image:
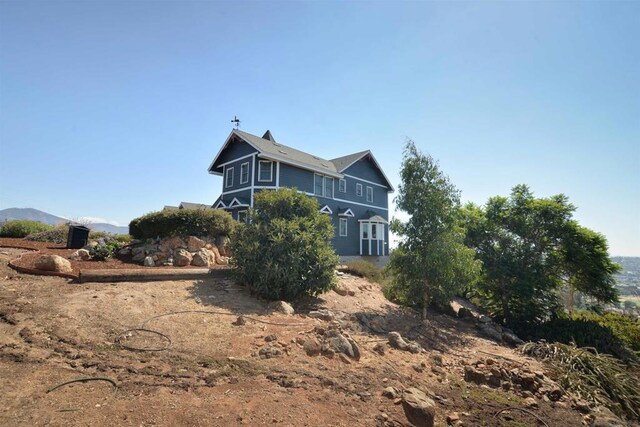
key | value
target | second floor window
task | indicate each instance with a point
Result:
(265, 171)
(323, 186)
(244, 173)
(342, 186)
(228, 177)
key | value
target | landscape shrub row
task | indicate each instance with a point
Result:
(22, 228)
(182, 222)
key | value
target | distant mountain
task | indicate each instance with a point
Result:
(47, 218)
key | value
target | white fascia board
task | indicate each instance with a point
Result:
(226, 143)
(298, 164)
(368, 152)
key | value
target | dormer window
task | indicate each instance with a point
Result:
(265, 171)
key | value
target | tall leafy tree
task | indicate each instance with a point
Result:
(530, 249)
(431, 261)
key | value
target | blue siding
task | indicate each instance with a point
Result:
(236, 174)
(366, 169)
(235, 149)
(291, 176)
(273, 174)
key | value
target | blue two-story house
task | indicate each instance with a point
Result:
(353, 189)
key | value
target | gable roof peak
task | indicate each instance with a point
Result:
(267, 135)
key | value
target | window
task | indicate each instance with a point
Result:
(244, 173)
(328, 187)
(317, 185)
(228, 178)
(343, 226)
(323, 186)
(265, 171)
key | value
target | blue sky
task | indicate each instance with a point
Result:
(114, 109)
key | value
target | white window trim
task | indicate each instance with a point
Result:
(260, 162)
(228, 172)
(340, 182)
(241, 166)
(346, 223)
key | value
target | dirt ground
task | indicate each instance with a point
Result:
(208, 372)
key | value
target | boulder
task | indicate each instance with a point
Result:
(194, 244)
(82, 254)
(282, 307)
(203, 258)
(222, 242)
(181, 258)
(53, 263)
(418, 408)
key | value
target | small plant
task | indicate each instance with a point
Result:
(56, 235)
(597, 377)
(105, 250)
(23, 228)
(182, 222)
(364, 269)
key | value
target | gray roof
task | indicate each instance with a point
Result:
(282, 152)
(188, 205)
(341, 163)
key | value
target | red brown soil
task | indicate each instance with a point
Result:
(52, 331)
(28, 259)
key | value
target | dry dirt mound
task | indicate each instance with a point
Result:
(330, 364)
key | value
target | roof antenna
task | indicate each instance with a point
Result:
(236, 120)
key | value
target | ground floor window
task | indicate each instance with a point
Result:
(343, 227)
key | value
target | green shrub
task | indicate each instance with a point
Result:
(606, 333)
(23, 228)
(95, 235)
(285, 251)
(364, 269)
(104, 251)
(182, 222)
(123, 238)
(57, 235)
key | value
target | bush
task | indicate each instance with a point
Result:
(610, 333)
(284, 252)
(182, 222)
(23, 228)
(364, 269)
(105, 250)
(123, 238)
(57, 235)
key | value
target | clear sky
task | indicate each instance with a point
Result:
(113, 109)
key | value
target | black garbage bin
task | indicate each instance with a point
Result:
(78, 236)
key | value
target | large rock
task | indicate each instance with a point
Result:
(53, 263)
(182, 258)
(82, 254)
(203, 258)
(222, 242)
(418, 408)
(282, 307)
(193, 243)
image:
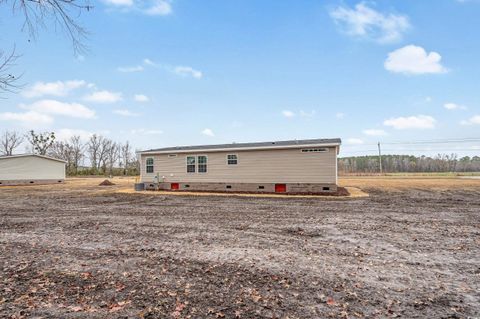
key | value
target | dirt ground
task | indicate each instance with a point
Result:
(411, 249)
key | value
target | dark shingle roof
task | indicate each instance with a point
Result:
(266, 145)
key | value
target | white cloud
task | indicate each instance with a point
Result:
(141, 98)
(374, 132)
(125, 112)
(208, 132)
(143, 131)
(54, 107)
(413, 59)
(307, 114)
(474, 120)
(366, 22)
(159, 7)
(130, 69)
(411, 122)
(454, 106)
(57, 88)
(148, 7)
(187, 71)
(120, 3)
(29, 119)
(149, 62)
(354, 141)
(288, 113)
(104, 97)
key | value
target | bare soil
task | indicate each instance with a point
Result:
(80, 250)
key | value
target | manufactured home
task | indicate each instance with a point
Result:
(297, 166)
(27, 169)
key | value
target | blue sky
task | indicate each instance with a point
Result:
(163, 73)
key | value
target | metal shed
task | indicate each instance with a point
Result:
(27, 169)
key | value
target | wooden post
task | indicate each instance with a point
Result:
(380, 158)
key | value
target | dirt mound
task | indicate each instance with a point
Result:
(106, 183)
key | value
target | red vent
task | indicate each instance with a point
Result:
(280, 188)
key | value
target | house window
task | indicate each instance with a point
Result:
(314, 150)
(190, 164)
(202, 164)
(149, 165)
(232, 159)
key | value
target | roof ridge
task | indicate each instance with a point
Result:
(268, 144)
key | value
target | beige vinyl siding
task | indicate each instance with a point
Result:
(31, 168)
(258, 166)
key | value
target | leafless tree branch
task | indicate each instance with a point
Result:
(63, 13)
(8, 81)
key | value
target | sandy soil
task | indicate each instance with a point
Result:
(83, 251)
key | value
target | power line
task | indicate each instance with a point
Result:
(434, 141)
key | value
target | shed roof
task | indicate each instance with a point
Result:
(30, 155)
(248, 146)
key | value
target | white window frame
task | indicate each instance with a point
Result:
(194, 164)
(146, 165)
(206, 164)
(228, 164)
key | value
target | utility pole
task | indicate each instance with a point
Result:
(380, 158)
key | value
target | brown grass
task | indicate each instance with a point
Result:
(390, 183)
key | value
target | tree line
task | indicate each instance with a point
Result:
(408, 163)
(97, 156)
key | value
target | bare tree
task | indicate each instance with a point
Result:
(93, 148)
(37, 14)
(8, 81)
(9, 142)
(77, 152)
(125, 157)
(41, 142)
(113, 156)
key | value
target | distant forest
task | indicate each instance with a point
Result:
(408, 163)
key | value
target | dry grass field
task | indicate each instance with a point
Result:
(411, 249)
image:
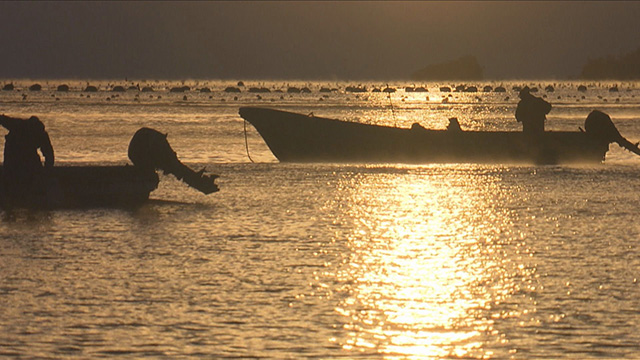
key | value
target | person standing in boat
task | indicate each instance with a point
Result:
(23, 172)
(532, 112)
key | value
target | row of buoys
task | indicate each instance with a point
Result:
(297, 90)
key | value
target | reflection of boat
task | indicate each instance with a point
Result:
(306, 138)
(107, 186)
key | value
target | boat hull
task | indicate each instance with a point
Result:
(300, 138)
(87, 186)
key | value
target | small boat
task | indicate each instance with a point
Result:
(126, 186)
(294, 137)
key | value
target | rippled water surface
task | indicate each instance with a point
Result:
(326, 260)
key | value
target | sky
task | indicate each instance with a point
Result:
(306, 40)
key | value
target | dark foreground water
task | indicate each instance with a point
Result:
(327, 260)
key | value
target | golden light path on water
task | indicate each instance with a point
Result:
(432, 261)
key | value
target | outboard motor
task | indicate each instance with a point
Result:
(599, 126)
(149, 149)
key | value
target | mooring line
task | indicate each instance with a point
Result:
(246, 141)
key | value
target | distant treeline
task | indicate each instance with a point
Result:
(464, 68)
(623, 67)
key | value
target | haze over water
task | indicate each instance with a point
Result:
(326, 260)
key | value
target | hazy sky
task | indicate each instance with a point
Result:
(308, 40)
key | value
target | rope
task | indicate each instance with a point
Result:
(246, 141)
(393, 113)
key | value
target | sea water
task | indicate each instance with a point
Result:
(326, 260)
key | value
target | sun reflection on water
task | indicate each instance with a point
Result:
(428, 267)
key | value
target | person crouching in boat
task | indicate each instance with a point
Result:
(23, 174)
(532, 112)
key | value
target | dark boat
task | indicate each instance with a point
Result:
(296, 137)
(126, 186)
(90, 186)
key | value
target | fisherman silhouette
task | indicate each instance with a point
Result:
(23, 174)
(531, 112)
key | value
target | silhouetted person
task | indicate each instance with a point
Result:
(532, 112)
(23, 174)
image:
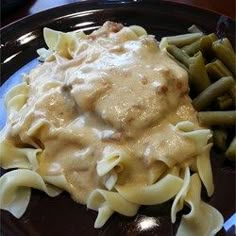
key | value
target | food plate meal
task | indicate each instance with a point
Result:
(106, 116)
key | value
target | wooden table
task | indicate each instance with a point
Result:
(226, 7)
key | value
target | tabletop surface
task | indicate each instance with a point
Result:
(16, 9)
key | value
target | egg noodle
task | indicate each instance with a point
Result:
(107, 118)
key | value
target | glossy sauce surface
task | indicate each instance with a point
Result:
(44, 214)
(117, 92)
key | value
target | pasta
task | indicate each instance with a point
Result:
(107, 118)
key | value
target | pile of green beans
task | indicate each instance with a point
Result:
(210, 63)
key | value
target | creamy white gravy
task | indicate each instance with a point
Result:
(118, 90)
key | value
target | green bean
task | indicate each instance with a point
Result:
(220, 138)
(224, 102)
(226, 55)
(206, 97)
(231, 151)
(192, 48)
(178, 54)
(194, 29)
(211, 118)
(217, 69)
(183, 39)
(203, 44)
(198, 74)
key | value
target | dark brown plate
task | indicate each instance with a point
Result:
(60, 216)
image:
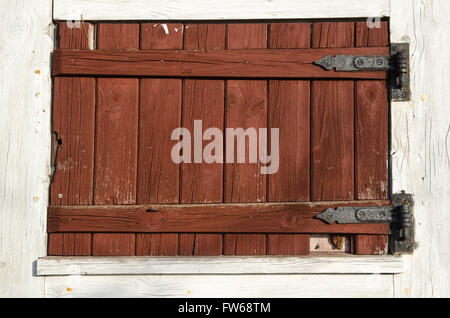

= = =

* [DESCRIPTION OF THE TASK] Of the lines above, count those containing the word "plate", and give the number by itself.

* [SOLUTION BELOW] 2